BEGIN
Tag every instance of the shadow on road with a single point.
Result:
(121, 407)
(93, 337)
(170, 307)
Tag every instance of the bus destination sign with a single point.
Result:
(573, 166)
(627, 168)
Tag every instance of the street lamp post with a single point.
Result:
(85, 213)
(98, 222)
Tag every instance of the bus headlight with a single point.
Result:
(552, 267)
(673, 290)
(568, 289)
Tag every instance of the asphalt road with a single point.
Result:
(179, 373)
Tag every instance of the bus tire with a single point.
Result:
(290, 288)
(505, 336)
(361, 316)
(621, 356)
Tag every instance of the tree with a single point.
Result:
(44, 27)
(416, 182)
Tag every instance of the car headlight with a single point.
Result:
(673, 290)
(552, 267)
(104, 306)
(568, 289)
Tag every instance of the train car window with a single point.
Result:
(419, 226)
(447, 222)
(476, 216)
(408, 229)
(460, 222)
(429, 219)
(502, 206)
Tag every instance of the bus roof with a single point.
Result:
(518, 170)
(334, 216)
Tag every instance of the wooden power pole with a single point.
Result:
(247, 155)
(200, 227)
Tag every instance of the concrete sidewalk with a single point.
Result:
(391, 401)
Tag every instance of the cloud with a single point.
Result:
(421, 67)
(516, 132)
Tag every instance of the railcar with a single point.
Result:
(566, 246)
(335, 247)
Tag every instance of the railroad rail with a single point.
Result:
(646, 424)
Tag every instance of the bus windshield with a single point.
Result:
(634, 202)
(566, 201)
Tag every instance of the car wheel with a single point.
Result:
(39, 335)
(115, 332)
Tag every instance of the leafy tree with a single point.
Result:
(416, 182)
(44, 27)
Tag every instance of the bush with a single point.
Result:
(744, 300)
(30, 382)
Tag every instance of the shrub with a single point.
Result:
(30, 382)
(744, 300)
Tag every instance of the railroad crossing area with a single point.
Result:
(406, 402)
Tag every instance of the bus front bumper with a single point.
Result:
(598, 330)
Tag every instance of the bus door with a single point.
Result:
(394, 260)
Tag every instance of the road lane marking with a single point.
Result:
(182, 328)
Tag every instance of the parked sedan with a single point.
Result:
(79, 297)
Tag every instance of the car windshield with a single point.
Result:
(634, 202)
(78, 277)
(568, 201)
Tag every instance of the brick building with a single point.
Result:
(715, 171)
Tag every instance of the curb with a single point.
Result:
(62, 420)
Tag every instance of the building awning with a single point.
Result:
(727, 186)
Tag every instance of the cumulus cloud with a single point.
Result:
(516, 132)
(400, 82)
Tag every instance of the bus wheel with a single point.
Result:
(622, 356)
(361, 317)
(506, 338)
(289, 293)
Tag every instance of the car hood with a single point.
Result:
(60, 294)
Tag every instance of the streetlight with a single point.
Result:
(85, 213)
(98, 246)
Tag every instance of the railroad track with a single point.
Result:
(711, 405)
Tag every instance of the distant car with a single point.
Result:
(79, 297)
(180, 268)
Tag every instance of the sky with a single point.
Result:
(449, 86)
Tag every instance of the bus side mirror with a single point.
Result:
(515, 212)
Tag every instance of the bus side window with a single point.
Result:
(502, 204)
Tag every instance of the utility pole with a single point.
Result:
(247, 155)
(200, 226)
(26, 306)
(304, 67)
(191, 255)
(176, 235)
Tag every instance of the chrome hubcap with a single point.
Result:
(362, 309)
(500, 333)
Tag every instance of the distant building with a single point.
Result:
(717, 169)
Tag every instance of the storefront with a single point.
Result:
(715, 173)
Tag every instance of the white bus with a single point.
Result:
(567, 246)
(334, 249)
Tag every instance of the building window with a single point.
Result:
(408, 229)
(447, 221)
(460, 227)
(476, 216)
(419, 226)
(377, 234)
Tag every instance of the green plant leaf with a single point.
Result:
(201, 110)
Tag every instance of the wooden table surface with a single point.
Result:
END
_WHAT NEEDS TO BE DONE_
Write out each line exactly, as it is shown above.

_TASK RESULT_
Tag every instance of the shadow on road with a single point.
Result:
(121, 407)
(93, 337)
(170, 307)
Tag every instance of the bus destination sign with a single point.
Result:
(573, 166)
(627, 168)
Tag every instance of the street lamp post with a single point.
Result:
(85, 213)
(98, 222)
Tag every instance of the bus headlight with a single point.
Result:
(552, 267)
(673, 290)
(568, 289)
Tag every instance of the asphalt road with a single point.
Result:
(179, 373)
Tag every instance of the bus tire with a single point.
Result:
(290, 288)
(505, 336)
(361, 316)
(621, 356)
Tag every instance of the tree with a single point.
Result:
(44, 27)
(416, 182)
Tag every instance of the car headlight with a single point.
Result:
(673, 290)
(552, 267)
(104, 306)
(568, 289)
Tag every instance of the train car window with a single point.
Result:
(419, 226)
(447, 222)
(476, 216)
(408, 229)
(460, 222)
(429, 219)
(502, 206)
Tag every instance of the bus roof with a single point.
Result:
(518, 170)
(334, 216)
Tag every instance of the wooden power pole with a single point.
Result:
(247, 155)
(200, 227)
Tag every instance of the concrete sidewalk with a single point.
Result:
(391, 401)
Tag every instance of the cloud with a single point.
Result:
(421, 67)
(516, 132)
Tag every instance of the railcar with a single point.
Result:
(566, 246)
(335, 247)
Tag every instance of the railroad rail with a single point.
Result:
(646, 424)
Tag every instance of the bus windshield with a single point.
Result:
(634, 202)
(566, 201)
Tag every instance of the car wheel with a single point.
Result:
(39, 335)
(115, 332)
Tag every instance of the leafy tree with a single point.
Result:
(416, 182)
(44, 27)
Tag every instance of the bush with a single point.
Result:
(744, 300)
(30, 382)
Tag every instance of the shrub with a single point.
Result:
(30, 382)
(744, 300)
Tag every instance of the railroad crossing area with a single point.
Result:
(406, 402)
Tag every instance of the bus front bumper with a single point.
Result:
(598, 330)
Tag every instance of the bus door with a single point.
Result:
(394, 260)
Tag every instance of the road lane marking with a single point.
Result:
(182, 328)
Tag every instance of the parked sedan with a single point.
Result:
(79, 297)
Tag every instance of the car windshield with a single point.
Result:
(634, 202)
(78, 277)
(568, 201)
Tag every instance of the brick building with a single point.
Result:
(715, 171)
Tag every instance of the curb with a single point.
Result:
(62, 420)
Tag every instance of the building awning with a single point.
Result:
(727, 186)
Tag every instance of the cumulus cloud with a single point.
Result:
(516, 132)
(400, 82)
Tag every instance of the bus wheel with a single point.
Result:
(622, 356)
(361, 317)
(506, 338)
(289, 293)
Tag every instance of the car hood with a single point.
Result:
(60, 294)
Tag every instance of the streetlight with a single point.
Result:
(85, 213)
(98, 246)
Tag every instance of the railroad track with a single point.
Result:
(711, 405)
Tag every instance of the distant car with a single point.
Result:
(79, 297)
(180, 268)
Tag every instance of the sky with a single point.
Result:
(449, 86)
Tag every instance of the bus side mirror with a single point.
Result:
(515, 212)
Tag every instance of the bus side window with a single point.
Result:
(502, 204)
Tag every instance of the utility pole with a single point.
Result:
(247, 155)
(200, 226)
(26, 306)
(304, 67)
(191, 255)
(176, 235)
Tag every instance of the chrome hubcap with a single point.
Result:
(362, 309)
(500, 333)
Tag every instance of the distant building with a single point.
Result:
(717, 169)
Tag every instance of the storefront with a single point.
Result:
(715, 173)
Tag every instance of the white bus with a single point.
Result:
(567, 246)
(334, 249)
Tag every instance of the building window with a single point.
Result:
(408, 229)
(447, 221)
(460, 227)
(476, 216)
(419, 226)
(377, 234)
Tag every instance of the green plant leaf with a single point.
Result:
(201, 110)
Tag every instance of the wooden table surface with a single point.
Result:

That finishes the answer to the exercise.